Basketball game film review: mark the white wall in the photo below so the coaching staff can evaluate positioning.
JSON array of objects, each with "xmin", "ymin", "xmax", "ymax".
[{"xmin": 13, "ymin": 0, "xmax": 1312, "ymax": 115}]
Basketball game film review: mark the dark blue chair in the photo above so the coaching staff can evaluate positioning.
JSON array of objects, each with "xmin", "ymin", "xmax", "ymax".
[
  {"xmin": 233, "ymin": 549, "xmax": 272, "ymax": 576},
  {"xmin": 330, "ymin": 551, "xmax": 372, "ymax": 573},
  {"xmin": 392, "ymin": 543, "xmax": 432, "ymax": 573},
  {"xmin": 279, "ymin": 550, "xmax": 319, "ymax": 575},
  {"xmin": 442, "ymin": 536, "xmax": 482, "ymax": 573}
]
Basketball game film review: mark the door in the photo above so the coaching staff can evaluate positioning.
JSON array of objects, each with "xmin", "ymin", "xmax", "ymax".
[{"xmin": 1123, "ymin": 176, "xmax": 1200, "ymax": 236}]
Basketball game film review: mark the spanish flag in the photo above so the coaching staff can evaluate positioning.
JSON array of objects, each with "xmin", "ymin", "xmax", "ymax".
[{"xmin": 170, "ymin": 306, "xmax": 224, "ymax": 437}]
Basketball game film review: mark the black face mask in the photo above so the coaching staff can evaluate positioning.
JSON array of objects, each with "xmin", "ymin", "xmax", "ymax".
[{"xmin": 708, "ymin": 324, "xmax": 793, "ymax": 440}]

**Goal of the exercise**
Reproduce the full listing above, keeping every line intact.

**Answer**
Basketball game film review: mark the white wall in the photo below so the coaching staff can evaluate positioning.
JSON array of objects, each with "xmin", "ymin", "xmax", "ymax".
[{"xmin": 13, "ymin": 0, "xmax": 1312, "ymax": 115}]
Basketball game film review: mark the dark blue chair in the photo above so the coaching staff can evaluate positioning.
JSON array of objects, each with "xmin", "ymin", "xmax", "ymax".
[
  {"xmin": 233, "ymin": 549, "xmax": 272, "ymax": 576},
  {"xmin": 330, "ymin": 551, "xmax": 372, "ymax": 573},
  {"xmin": 392, "ymin": 543, "xmax": 432, "ymax": 573},
  {"xmin": 279, "ymin": 550, "xmax": 319, "ymax": 575},
  {"xmin": 442, "ymin": 536, "xmax": 482, "ymax": 573}
]
Basketball game film review: mark the door in the photo above so the coaching staff can evaluate positioning.
JSON array of objects, each with "xmin", "ymin", "xmax", "ymax".
[{"xmin": 1123, "ymin": 176, "xmax": 1200, "ymax": 236}]
Basketball game film review: mark the spanish flag in the photo above so the coaching staff can evaluate positioning.
JSON array of objects, each with "xmin", "ymin", "xmax", "ymax".
[{"xmin": 170, "ymin": 306, "xmax": 224, "ymax": 437}]
Basketball game film review: mark the black face mask in the photo above so the coaching staff can evaluate positioning.
JSON array of objects, each with "xmin", "ymin", "xmax", "ymax".
[{"xmin": 708, "ymin": 324, "xmax": 793, "ymax": 440}]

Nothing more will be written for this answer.